[Saved data entries]
──────

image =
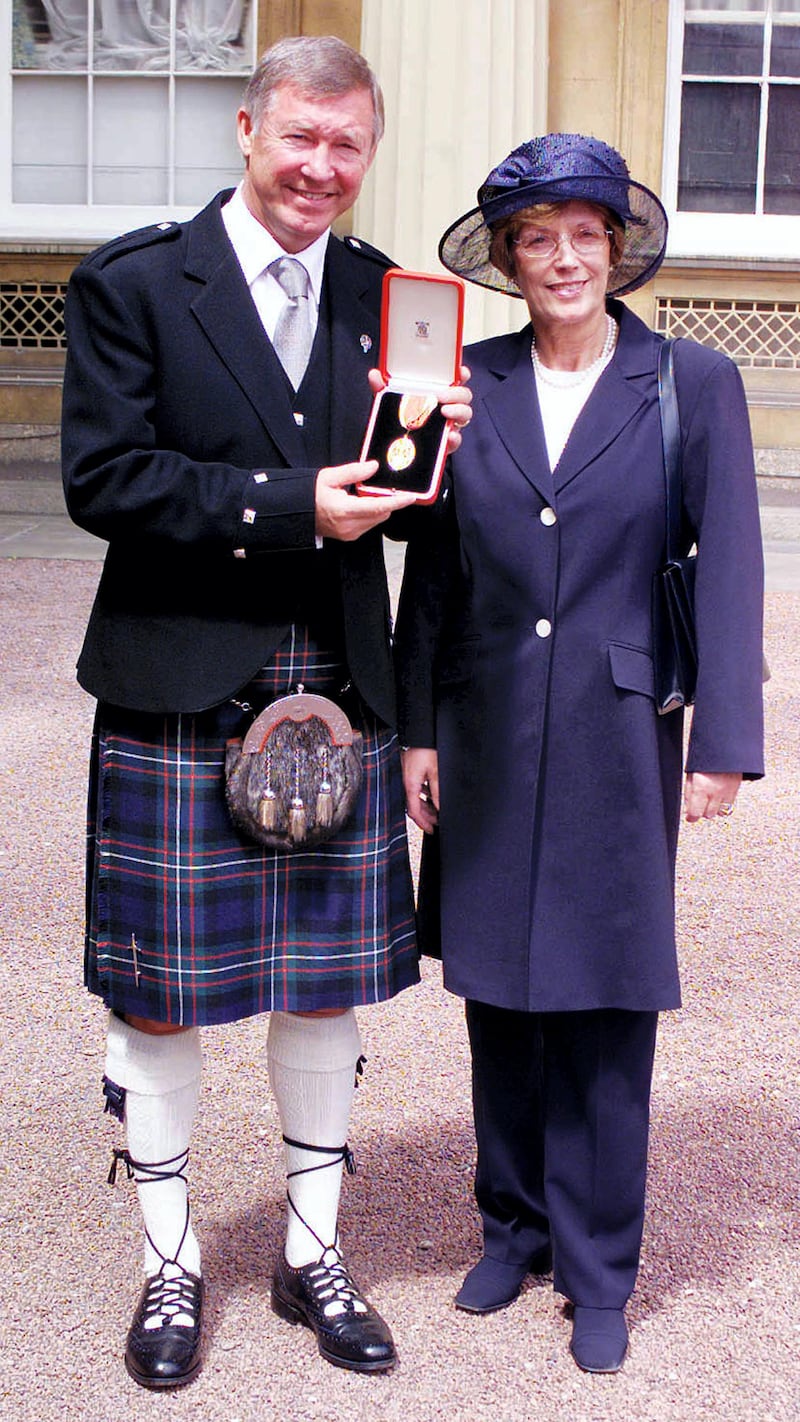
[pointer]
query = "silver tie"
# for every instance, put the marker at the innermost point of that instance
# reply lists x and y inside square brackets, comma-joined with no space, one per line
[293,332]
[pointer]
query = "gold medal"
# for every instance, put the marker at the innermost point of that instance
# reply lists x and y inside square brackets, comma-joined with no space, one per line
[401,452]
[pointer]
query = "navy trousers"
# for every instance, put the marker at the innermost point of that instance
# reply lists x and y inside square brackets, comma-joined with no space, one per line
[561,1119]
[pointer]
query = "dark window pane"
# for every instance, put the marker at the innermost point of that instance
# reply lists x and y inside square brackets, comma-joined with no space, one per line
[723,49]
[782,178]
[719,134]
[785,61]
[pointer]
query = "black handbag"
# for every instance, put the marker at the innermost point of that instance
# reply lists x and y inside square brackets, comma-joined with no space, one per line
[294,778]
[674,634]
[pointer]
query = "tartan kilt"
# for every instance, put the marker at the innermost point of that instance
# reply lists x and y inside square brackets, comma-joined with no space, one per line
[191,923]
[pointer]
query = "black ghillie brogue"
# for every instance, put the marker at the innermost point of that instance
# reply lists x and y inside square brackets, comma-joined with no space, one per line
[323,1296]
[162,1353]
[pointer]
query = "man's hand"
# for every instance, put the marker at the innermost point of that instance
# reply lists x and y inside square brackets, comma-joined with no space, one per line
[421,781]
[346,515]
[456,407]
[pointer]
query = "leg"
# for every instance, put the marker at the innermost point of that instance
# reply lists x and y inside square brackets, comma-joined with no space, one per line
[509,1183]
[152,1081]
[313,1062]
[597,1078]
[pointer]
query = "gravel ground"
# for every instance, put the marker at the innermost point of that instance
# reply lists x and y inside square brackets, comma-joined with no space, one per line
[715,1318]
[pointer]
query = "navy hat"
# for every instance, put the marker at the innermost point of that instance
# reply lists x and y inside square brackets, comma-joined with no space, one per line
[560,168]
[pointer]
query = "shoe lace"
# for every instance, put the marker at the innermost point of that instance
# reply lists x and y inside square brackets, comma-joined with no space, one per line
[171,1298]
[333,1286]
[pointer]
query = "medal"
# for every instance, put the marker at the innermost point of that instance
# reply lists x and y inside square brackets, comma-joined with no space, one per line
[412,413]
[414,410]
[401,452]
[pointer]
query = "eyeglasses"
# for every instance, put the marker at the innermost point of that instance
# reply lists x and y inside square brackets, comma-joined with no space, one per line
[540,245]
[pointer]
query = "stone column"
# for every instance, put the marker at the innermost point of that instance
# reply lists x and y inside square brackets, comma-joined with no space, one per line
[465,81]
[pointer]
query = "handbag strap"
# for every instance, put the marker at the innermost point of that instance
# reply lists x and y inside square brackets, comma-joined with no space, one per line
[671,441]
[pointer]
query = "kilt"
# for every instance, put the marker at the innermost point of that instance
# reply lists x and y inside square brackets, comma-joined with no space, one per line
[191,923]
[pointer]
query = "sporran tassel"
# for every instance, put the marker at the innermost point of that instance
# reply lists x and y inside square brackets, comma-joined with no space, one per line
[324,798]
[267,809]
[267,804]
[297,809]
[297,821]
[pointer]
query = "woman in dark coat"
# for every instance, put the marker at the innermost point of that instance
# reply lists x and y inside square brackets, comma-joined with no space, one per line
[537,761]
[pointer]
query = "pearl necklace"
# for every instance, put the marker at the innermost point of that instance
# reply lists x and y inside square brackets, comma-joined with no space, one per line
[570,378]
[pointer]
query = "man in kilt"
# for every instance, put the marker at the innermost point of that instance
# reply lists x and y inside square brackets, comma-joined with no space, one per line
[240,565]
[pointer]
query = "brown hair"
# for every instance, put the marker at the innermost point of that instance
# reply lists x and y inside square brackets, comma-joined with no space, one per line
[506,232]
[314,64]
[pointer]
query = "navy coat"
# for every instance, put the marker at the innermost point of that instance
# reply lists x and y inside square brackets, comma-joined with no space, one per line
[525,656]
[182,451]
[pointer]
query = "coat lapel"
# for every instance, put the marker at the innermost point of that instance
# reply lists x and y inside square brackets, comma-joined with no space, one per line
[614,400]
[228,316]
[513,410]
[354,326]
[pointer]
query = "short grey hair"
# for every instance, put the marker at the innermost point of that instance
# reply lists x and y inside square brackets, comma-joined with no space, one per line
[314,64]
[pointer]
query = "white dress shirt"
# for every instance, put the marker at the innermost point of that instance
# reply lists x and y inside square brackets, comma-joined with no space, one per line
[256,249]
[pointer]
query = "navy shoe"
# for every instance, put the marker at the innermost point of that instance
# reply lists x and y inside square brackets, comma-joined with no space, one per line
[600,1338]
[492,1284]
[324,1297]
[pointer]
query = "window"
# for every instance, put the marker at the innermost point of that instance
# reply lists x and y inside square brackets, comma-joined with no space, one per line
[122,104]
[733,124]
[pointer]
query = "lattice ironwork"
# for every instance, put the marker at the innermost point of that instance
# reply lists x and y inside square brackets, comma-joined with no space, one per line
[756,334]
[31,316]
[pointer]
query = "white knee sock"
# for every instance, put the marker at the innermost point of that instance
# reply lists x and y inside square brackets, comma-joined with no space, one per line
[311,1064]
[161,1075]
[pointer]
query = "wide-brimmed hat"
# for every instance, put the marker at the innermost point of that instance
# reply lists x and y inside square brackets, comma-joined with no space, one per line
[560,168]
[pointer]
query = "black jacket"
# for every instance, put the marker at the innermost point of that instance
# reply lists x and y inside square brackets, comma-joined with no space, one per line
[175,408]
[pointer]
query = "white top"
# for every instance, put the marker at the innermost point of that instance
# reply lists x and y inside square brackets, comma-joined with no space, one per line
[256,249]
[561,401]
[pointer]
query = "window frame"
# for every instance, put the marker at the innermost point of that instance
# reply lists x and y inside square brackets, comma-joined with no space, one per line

──────

• _Action item_: Write out each line of the data exactly; the images should be left out.

• _Solution to this problem_:
image =
[pointer]
query = "silver tie"
# for every instance, put the marker at the innermost point of that instance
# reply lists x and y inside square brackets, comma-joined with no space, one per line
[293,332]
[pointer]
query = "gold medal"
# for every instance, put the marker at the innermost point of that instance
# reply lists x and y inside square brackets, comma-joined with no space, one per line
[401,452]
[pointer]
query = "navy trousers"
# for every instance, put the marker at the innermost point of that instance
# reply lists x and y inside square brackets, comma-joined with no space, one per line
[561,1119]
[pointer]
query = "dark window pane"
# for every instance, put the marker at the innermost point of that instance
# reply lists x and y inside square brackets, comma-joined with no space, one per line
[723,49]
[782,178]
[719,134]
[785,61]
[pointer]
query = "black handbag"
# for every instance, put the marker at the innermost point of that instance
# reply lists x and y inside square brackets, comma-joined with no space, one per line
[294,778]
[674,634]
[pointer]
query = "tartan kilt"
# for every instance, put the marker at the innermost point of that instance
# reply lists x and y inside square brackets, comma-joined with no space, one per line
[191,923]
[pointer]
query = "black ghillie brogue"
# for every instance, put the marker at the innermost point of that instance
# reply lists x and y inside square brackets, comma-joined with no space, one per line
[323,1296]
[162,1353]
[pointer]
query = "man's hand"
# for every instance, put the marker at the innermost point of that instance
# reply lists x and y inside square brackets, comma-joined with no space, one per line
[421,781]
[346,515]
[456,407]
[pointer]
query = "leg"
# for every instance, put the marker at the innermost point of that instance
# reply lists x and y inside square brackets, comma-joined with no space, one per line
[509,1183]
[152,1081]
[313,1062]
[597,1078]
[pointer]
query = "gravel ground"
# for every instance, put the marker at the innermost point of that instance
# reply lists x and y inside square brackets, comma-joined with no space, one per line
[715,1318]
[pointer]
query = "navy hat"
# for every instance, put the marker at the innermost point of that instance
# reply lists x and y inside square brackets, comma-joined with no space, one per line
[560,168]
[pointer]
query = "shoe lace"
# for every instance, put the marker at the innermost point of that instance
# reply lists x and y inside square brackets, comma-joined with no space, one per line
[171,1298]
[333,1286]
[pointer]
query = "medal"
# for every instance, put the marker at the innermost point of that instance
# reply lists x and y inside square brackets, comma-joined with no space, one per line
[412,413]
[414,410]
[401,452]
[pointer]
query = "eyeglasses"
# for every instance, put the marker at the innermost point of that instance
# reply lists x and y inside square brackets, comma-joined with no space, one per line
[540,245]
[pointer]
query = "stone column"
# for every instance, put the marker at the innermost point of that instance
# reply lists x and y inside square brackets, comma-joined with no space, one per line
[465,81]
[pointer]
query = "handbag strap"
# for every instance, put the marker at the innermost point of that instance
# reply lists x and y inside square brackets, comma-joined with no space, one per line
[671,441]
[pointer]
query = "kilt"
# for every instance, put the marker at the innermost point of that instance
# reply lists x and y inside square brackets, comma-joined with no space, one per line
[191,923]
[pointer]
query = "sporran tassel"
# for every instance, put the marker at the innermost point of that instance
# reply lists x and y inside square brackets, comma-joined with no space, one per line
[324,798]
[267,809]
[267,804]
[297,809]
[297,821]
[pointer]
query = "woman in dark coat"
# for every instance, put the marker at the innermost point of that instance
# reply lists x and y inside square brackets, comma-joined with no space, one per line
[537,761]
[pointer]
query = "pearl necklace"
# for every instance, put the marker at the innermost point of that instance
# reply lists x and y inside square brackets, comma-joined with no space, one per line
[570,378]
[pointer]
query = "man in kilt"
# for every instance, put the marker at the innermost point of that instance
# reply lists x and y inside square brackets, comma-joined with no space, one per line
[240,565]
[pointer]
query = "brown hair"
# for every instance, put the marker at the innermost point of that instance
# reply lists x and y inside square brackets, comma-joined with no space, one per line
[506,232]
[314,64]
[pointer]
query = "navy coat"
# for every instance, put the marker at the innermost point of that instance
# reply lists x and y inside square brackets, comma-joined with no space, one per line
[525,656]
[182,451]
[pointer]
query = "coat lapel"
# for every instance, put the marker at the innermost point of that instance
# reply lists x and y inside square brackets, comma-joined with no space, one per line
[614,400]
[228,316]
[513,410]
[354,326]
[pointer]
query = "short grey hair"
# for every instance, put the marker at the innermost point of that instance
# reply lists x and y inside square brackets, comma-joined with no space, one per line
[314,64]
[pointer]
query = "white dress shirt"
# for every instance, put the marker at the innermost point of that instance
# reply lists x and y inside square brackets, comma-joined with no space, one per line
[256,249]
[pointer]
query = "navy shoe"
# for every instance, put the marker at the innermost point of that instance
# reply lists x and y inside square brackets, comma-joined with no space, one per line
[600,1338]
[492,1284]
[324,1297]
[pointer]
query = "window"
# for every instance, put the marker at the innermost point of that instance
# reply lists x and y inside square brackets, comma-joined with no space, one per line
[122,104]
[733,124]
[pointer]
query = "lattice ironwork"
# for every instance, put the marker at the innermost point of that instance
# reply lists x and y inside square brackets, comma-joined with no space, one per line
[756,334]
[31,316]
[pointer]
query = "white knee sock"
# for every instance, put the marker at the innermost point of that instance
# reply lists x and y inside square brackets, comma-joined with no space, one per line
[311,1064]
[161,1075]
[pointer]
query = "wide-brimmed hat"
# for every instance, put the marker at the innermost point of that instance
# reply lists x and y inside square brackets, comma-joined with no space, one per line
[560,168]
[pointer]
query = "black jacket"
# for every instance, put the marker at the innermost point of that instance
# reply lists x and y inside square brackets, comma-joined with no space, one per line
[175,408]
[pointer]
query = "white top"
# for every instance, put the marker at the innermost point of that instance
# reply lists x and y inside square brackets, comma-joined with no space, one per line
[256,249]
[561,401]
[pointer]
query = "window frame"
# for every instance, put the marker at the innermost point of that instance
# reply lists x and y inside square brackets, comma-joined with no space, one per line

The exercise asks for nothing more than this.